▸ YOUR INSTRUCTIONS: Up to and including the line with "subject: entrance door", please reproduce the lines below exactly, beginning with the first.

▸ DATA UNDER STUDY:
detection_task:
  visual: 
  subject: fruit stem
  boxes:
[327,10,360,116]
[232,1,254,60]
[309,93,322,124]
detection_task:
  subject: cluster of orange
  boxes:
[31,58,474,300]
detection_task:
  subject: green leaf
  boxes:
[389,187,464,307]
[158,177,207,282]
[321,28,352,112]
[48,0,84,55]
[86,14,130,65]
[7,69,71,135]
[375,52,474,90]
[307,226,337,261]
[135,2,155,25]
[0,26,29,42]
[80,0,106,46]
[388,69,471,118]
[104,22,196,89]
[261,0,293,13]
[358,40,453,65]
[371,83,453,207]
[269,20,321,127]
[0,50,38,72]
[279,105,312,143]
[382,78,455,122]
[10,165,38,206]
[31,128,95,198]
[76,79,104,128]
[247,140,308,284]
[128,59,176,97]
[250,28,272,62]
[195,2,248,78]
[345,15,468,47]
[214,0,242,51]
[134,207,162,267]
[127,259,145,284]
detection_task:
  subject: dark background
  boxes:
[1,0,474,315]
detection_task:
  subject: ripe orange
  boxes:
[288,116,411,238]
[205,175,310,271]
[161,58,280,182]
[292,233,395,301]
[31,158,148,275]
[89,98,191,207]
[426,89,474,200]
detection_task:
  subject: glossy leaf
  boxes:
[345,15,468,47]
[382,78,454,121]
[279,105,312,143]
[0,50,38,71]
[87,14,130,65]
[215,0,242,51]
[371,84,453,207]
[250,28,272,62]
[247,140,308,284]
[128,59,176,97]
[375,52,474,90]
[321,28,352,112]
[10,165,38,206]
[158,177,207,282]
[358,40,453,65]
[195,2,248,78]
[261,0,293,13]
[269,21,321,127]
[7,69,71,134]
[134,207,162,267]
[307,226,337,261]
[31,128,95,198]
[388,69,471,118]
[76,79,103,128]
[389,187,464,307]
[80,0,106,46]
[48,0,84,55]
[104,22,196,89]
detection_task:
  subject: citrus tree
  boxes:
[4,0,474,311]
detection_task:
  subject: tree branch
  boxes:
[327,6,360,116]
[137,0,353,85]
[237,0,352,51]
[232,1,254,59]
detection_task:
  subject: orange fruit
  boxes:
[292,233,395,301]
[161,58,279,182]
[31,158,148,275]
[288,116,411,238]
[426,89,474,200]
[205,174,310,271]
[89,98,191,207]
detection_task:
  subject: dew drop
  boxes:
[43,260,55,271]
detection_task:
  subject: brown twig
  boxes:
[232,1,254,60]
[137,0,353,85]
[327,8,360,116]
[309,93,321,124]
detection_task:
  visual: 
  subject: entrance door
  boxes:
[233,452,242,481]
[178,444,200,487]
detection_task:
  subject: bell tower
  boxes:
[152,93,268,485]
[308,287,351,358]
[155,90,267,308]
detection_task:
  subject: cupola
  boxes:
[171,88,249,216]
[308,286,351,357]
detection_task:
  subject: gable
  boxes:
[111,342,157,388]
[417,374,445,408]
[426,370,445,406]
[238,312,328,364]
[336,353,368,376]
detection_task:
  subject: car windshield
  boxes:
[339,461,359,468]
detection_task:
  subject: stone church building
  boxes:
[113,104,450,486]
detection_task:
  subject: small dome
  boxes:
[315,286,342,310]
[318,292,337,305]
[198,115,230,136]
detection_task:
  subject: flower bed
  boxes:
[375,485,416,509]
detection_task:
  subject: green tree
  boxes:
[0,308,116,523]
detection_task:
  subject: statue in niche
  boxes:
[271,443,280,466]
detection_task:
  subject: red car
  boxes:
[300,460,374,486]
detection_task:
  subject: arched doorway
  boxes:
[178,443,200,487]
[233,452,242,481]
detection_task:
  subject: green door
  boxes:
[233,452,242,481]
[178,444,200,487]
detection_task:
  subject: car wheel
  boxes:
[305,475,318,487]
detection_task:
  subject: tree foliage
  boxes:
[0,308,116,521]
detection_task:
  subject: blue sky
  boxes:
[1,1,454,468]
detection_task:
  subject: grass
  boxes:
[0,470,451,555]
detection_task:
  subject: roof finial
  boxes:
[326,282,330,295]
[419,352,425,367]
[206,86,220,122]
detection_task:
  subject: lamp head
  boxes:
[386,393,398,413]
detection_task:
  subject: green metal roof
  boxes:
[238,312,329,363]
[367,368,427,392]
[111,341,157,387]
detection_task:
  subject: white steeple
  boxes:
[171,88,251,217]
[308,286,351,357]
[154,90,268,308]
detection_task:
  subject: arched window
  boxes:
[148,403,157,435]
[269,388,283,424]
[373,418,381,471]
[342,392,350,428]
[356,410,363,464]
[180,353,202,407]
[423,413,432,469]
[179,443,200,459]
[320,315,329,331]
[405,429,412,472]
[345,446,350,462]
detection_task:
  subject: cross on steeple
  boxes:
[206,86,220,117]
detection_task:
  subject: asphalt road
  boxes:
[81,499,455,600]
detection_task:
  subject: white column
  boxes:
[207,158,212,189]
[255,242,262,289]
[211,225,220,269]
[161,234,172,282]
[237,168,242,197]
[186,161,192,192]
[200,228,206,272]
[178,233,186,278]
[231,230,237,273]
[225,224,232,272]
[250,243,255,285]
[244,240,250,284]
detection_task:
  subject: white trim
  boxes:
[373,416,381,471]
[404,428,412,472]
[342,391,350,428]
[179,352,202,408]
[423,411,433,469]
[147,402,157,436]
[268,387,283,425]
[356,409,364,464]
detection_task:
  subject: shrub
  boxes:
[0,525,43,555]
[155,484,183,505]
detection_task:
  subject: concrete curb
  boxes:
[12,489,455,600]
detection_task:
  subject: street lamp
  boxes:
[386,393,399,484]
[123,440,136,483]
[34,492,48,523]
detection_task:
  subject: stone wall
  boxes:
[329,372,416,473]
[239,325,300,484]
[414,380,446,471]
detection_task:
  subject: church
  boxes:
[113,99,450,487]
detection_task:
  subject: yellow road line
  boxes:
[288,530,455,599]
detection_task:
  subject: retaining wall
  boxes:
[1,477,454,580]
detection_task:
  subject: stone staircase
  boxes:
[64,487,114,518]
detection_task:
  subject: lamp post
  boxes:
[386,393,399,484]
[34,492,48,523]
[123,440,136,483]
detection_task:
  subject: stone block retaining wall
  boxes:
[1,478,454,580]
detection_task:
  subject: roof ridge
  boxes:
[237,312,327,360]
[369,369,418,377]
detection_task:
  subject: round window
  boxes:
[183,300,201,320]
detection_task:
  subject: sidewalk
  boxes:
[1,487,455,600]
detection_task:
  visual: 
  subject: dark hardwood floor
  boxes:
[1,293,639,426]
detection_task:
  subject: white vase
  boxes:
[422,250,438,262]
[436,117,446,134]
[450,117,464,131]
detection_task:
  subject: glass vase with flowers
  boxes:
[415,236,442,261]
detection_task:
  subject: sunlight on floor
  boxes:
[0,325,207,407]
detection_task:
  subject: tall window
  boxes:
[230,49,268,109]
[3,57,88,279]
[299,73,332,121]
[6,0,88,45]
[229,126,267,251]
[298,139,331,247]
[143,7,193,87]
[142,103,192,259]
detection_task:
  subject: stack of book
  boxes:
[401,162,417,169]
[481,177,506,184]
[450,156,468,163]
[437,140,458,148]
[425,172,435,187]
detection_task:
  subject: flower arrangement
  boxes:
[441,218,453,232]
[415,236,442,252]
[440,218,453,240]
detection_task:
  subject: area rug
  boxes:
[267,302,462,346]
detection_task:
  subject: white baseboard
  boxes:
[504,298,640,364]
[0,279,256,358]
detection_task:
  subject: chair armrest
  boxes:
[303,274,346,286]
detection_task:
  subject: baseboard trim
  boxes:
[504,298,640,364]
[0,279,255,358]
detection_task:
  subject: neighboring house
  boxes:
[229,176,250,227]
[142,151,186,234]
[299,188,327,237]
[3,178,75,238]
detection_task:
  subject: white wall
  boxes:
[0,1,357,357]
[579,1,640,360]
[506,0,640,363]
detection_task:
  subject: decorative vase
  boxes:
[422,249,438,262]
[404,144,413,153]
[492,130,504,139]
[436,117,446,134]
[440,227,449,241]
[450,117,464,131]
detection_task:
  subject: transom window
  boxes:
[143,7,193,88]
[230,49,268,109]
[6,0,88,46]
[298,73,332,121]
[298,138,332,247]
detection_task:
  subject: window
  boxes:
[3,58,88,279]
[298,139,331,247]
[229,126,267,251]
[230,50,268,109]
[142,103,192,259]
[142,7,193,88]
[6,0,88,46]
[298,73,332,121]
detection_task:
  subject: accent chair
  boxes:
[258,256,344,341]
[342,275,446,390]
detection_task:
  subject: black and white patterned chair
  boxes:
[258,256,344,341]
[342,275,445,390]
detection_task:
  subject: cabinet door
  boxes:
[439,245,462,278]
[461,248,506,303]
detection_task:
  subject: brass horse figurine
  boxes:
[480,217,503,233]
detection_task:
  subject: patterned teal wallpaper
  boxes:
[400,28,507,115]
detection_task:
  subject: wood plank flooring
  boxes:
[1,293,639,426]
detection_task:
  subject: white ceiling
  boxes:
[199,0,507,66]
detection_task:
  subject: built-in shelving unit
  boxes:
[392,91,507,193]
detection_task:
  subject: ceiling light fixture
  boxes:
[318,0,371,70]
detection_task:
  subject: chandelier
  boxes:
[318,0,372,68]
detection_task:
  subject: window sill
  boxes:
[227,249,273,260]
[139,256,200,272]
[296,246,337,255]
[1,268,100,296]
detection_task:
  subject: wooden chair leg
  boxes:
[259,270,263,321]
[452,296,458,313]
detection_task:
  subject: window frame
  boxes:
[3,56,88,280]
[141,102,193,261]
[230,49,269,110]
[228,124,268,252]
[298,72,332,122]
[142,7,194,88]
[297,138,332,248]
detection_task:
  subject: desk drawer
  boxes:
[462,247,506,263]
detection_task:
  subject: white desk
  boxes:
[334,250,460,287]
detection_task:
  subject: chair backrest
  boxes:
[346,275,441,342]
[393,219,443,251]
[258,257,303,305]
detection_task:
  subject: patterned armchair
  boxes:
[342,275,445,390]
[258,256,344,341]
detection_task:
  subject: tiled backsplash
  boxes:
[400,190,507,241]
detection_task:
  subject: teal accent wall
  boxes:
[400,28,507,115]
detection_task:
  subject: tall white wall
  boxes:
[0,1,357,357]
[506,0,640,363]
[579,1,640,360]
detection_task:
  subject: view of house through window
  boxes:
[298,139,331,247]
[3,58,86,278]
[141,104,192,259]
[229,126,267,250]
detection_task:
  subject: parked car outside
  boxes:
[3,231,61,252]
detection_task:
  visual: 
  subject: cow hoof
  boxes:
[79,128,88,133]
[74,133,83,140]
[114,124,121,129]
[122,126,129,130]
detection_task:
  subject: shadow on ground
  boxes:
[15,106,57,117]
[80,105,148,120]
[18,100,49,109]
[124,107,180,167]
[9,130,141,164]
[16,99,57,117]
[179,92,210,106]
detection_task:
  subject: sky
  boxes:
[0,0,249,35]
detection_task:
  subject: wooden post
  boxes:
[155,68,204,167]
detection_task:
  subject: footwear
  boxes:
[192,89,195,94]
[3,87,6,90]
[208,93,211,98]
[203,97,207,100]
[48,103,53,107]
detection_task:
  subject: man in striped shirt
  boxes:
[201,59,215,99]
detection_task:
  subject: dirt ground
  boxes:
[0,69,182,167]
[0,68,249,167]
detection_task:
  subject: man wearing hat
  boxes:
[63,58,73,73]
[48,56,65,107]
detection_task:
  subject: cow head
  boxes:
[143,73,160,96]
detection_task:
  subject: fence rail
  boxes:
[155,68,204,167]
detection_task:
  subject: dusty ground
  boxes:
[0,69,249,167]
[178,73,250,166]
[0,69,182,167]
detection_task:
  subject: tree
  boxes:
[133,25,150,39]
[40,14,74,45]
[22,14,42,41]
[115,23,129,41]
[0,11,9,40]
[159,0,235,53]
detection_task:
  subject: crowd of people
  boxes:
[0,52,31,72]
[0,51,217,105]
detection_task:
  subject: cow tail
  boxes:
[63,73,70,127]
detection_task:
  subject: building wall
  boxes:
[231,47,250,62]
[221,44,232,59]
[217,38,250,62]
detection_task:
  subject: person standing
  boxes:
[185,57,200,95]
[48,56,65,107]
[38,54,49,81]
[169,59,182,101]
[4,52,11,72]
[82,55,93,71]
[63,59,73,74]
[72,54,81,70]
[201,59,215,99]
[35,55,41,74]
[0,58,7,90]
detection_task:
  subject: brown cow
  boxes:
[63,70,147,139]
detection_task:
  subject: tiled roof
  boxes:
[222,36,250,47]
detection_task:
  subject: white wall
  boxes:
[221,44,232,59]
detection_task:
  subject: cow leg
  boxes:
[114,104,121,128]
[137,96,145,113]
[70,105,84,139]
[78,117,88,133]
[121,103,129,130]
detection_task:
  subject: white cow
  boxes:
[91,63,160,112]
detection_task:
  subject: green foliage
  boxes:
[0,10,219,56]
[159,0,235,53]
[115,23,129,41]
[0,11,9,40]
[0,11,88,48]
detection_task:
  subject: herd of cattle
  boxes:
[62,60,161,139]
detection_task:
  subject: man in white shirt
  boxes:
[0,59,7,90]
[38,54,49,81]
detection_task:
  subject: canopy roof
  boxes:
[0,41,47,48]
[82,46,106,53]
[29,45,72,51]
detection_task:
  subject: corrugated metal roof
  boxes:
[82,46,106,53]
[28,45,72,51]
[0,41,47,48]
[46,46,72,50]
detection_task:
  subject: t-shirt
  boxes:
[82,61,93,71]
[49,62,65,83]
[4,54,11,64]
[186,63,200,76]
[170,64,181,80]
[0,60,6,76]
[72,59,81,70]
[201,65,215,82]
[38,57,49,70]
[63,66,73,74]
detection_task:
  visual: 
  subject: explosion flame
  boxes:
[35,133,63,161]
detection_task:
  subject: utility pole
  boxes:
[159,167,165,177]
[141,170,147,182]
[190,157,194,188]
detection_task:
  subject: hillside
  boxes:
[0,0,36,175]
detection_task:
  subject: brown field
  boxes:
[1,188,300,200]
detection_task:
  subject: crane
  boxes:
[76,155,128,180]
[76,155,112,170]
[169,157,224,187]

▸ RESPONSE TO THE EXERCISE:
detection_task:
  visual: 
  subject: fruit stem
  boxes:
[327,10,360,116]
[232,1,254,60]
[309,93,322,124]
detection_task:
  subject: cluster of orange
  boxes:
[31,58,474,300]
detection_task:
  subject: green leaf
  boxes:
[389,187,464,307]
[158,177,207,282]
[321,28,352,112]
[48,0,84,55]
[86,14,130,65]
[7,69,71,135]
[375,52,474,90]
[307,226,337,261]
[135,2,155,25]
[0,26,29,42]
[80,0,106,46]
[388,69,471,118]
[104,22,196,89]
[261,0,293,13]
[358,40,453,65]
[371,83,453,207]
[269,20,321,127]
[0,50,38,72]
[279,105,312,143]
[382,78,455,122]
[10,165,38,206]
[31,128,95,198]
[76,79,104,128]
[247,140,308,284]
[128,59,176,97]
[250,28,272,62]
[195,2,248,78]
[345,15,468,47]
[214,0,242,51]
[134,207,162,267]
[127,259,145,284]
detection_task:
  subject: dark background
  boxes:
[1,0,474,315]
detection_task:
  subject: ripe orange
  boxes:
[288,116,411,238]
[205,175,310,271]
[161,58,280,182]
[292,233,395,301]
[31,158,148,275]
[89,98,191,207]
[426,89,474,200]
detection_task:
  subject: glossy leaf
  boxes:
[345,15,468,47]
[382,78,454,121]
[279,105,312,143]
[0,50,38,71]
[87,14,130,65]
[215,0,242,51]
[371,84,453,207]
[250,28,272,62]
[247,140,308,284]
[128,59,176,97]
[375,52,474,90]
[321,28,352,112]
[10,165,38,206]
[158,177,207,282]
[358,40,453,65]
[195,2,248,78]
[261,0,293,13]
[269,21,321,127]
[7,69,71,134]
[134,207,162,267]
[307,226,337,261]
[31,128,95,198]
[388,69,471,118]
[76,79,103,128]
[389,187,464,307]
[80,0,106,46]
[48,0,84,55]
[104,22,196,89]
detection_task:
  subject: citrus tree
  boxes:
[4,0,474,311]
detection_task:
  subject: tree branch
  boxes:
[327,6,360,116]
[137,0,353,85]
[237,0,352,51]
[232,1,254,59]
detection_task:
  subject: orange fruit
  boxes:
[292,233,395,301]
[161,58,279,182]
[31,158,148,275]
[288,116,411,238]
[426,89,474,200]
[205,174,310,271]
[89,98,191,207]
detection_task:
  subject: dew drop
  boxes:
[43,260,55,271]
detection_task:
  subject: brown twig
  boxes:
[232,1,254,60]
[137,0,353,85]
[327,8,360,116]
[309,93,321,124]
detection_task:
  visual: 
  subject: entrance door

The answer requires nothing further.